Task instructions —
Carry on the news article below about the NHS pay offer, starting right after its last sentence.

Text excerpt —
____

After 5% pay offer, is end in sight for most NHS strikes?
HEALTH unions have agreed to pause strikes and ballot members on a new pay offer that is set to cost taxpayers an extra £5.5 billion.
Industrial action by nurses, ambulance workers and physiotherapists has led to the cancellation of more than 140,000 operations and appointments.
But in a major boost to the NHS, staff and patients, union representatives yesterday announced they had negotiated an improved deal.
If accepted, the offer will see the one million staff on the Agenda for Change contract receive a 5 per cent pay rise in 2023/24, plus an additional payment to the lowest paid to bring them in line with the national living wage. Each worker would also receive a backdated 2 per cent non-consolidated payment for 2022/23 and a ‘Covid recovery bonus’ worth an average of 4 per cent. It means staff would receive a one-off payment of between £1,655 and £3,789, in addition to the £1,400 consolidated pay rise already in place for 2022/23.

____

Dataset extract —
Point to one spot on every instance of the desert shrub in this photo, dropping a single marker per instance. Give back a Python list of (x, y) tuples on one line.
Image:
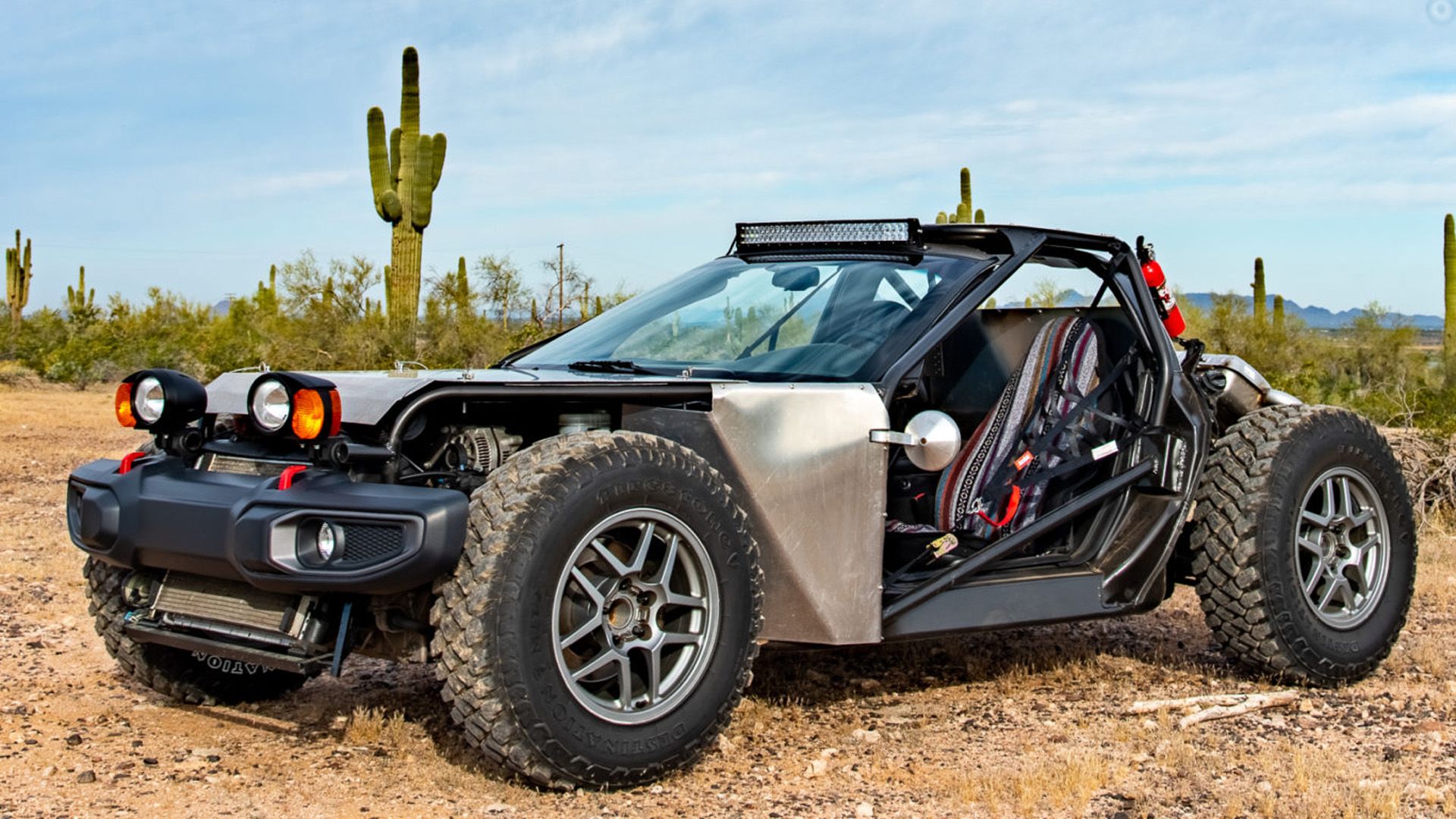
[(319, 318)]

____

Answer below —
The Government has also agreed a series of non-pay measures, including steps to tackle violence against health staff and better support for career development.
Questions remain over the true cost of the deal to the taxpayer and how it will be funded by the cash-strapped health service. The GMB union said the Government had put an extra £2.5 billion on the table for this year, but estimates by the Institute for Fiscal Studies put the new deal at around £ 5.5 billion more than previously offered.
Ministers have guaranteed there will be no impact on frontline services, but discussions are understood to be taking place with the Treasury to decide where the extra funds will come from.
The new offer also includes midwives and porters but not junior doctors, who are on a different contract and who this week staged a three-day walkout in pursuit of a 35 per cent pay rise.
The NHS Staff Council, which includes the Department of Health, NHS England, NHS Employers and health unions, met to finalise the details yesterday. The Royal College of Nursing, Royal College of Midwives, Chartered Society of Physiotherapy, Unison and GMB, which are on the council, say they will advise their members to accept the deal in a vote.
But Unite said it will not make a recommendation.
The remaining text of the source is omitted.